**Objective**
Reproduce the part of the material that opens with the line containing "For each instance of the condo" and runs to the end of the material, requests included, scaling every coordinate in the answers by 2.35 and rounding each result to a whole number, with halves rounded up.

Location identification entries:
* * *

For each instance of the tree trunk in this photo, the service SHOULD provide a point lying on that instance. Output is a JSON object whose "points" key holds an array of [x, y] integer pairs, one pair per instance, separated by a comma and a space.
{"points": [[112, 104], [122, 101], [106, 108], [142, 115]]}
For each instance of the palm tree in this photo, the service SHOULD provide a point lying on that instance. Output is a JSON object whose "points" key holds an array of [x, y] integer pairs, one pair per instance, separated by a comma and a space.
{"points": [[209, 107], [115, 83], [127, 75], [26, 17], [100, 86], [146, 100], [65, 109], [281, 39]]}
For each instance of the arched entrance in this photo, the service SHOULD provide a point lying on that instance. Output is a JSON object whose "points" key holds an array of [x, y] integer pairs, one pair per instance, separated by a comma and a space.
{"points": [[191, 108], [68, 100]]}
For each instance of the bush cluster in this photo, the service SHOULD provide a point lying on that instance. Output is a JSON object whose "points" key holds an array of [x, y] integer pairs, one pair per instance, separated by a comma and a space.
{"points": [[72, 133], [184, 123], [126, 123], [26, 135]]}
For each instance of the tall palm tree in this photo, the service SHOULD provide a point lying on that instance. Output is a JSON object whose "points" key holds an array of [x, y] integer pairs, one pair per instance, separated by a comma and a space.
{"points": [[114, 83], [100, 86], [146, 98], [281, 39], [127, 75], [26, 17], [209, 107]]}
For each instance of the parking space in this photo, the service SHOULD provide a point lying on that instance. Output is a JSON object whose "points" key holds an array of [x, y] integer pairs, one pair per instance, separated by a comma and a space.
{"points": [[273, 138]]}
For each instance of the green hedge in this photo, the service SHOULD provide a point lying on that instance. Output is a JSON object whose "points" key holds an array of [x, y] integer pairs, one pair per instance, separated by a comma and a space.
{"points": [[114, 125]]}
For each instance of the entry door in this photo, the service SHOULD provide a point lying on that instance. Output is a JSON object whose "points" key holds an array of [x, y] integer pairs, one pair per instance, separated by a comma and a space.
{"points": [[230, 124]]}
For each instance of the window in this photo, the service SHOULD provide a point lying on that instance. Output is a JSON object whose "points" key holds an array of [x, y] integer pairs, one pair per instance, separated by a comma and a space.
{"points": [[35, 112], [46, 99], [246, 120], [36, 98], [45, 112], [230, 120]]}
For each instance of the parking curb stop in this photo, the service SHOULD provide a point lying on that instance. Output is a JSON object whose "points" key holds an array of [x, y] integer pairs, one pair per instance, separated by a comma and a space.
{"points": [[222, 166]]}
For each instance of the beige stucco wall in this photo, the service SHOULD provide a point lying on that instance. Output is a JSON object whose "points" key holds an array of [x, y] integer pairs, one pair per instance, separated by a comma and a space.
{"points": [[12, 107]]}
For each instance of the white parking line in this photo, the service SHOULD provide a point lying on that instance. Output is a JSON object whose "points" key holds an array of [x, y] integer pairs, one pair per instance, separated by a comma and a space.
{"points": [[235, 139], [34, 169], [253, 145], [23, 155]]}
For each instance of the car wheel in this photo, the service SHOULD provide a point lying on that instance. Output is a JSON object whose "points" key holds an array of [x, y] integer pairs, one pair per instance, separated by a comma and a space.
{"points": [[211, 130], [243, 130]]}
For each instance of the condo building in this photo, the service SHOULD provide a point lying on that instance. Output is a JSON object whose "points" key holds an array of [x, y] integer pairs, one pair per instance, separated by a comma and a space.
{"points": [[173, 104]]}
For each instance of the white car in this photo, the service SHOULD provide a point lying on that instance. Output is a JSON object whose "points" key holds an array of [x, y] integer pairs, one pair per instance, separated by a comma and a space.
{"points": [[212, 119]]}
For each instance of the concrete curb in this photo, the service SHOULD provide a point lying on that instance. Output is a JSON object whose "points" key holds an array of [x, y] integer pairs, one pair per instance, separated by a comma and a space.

* * *

**Output of the task**
For each instance of the condo building in this photo, the service SHOULD provide a point lying on that instance. Output is a JSON object whose "points" key holds an array of [x, y] integer pairs, one pair per instance, separated by a comma and a space.
{"points": [[407, 244]]}
For each instance of the white car in this photo, the service SHOULD provide a point lying on that instance. Output is a JSON object whose "points" key holds an array of [x, y] integer pairs, one pair per instance, separated by a comma and a space.
{"points": [[498, 280]]}
For each instance of the concrete curb in this photo, the service SHOULD provide a point lying on that instance. Output is a JSON object whose "points" key holds an array of [x, y] integer pairs, one pair per instance, separated by a comma and a space.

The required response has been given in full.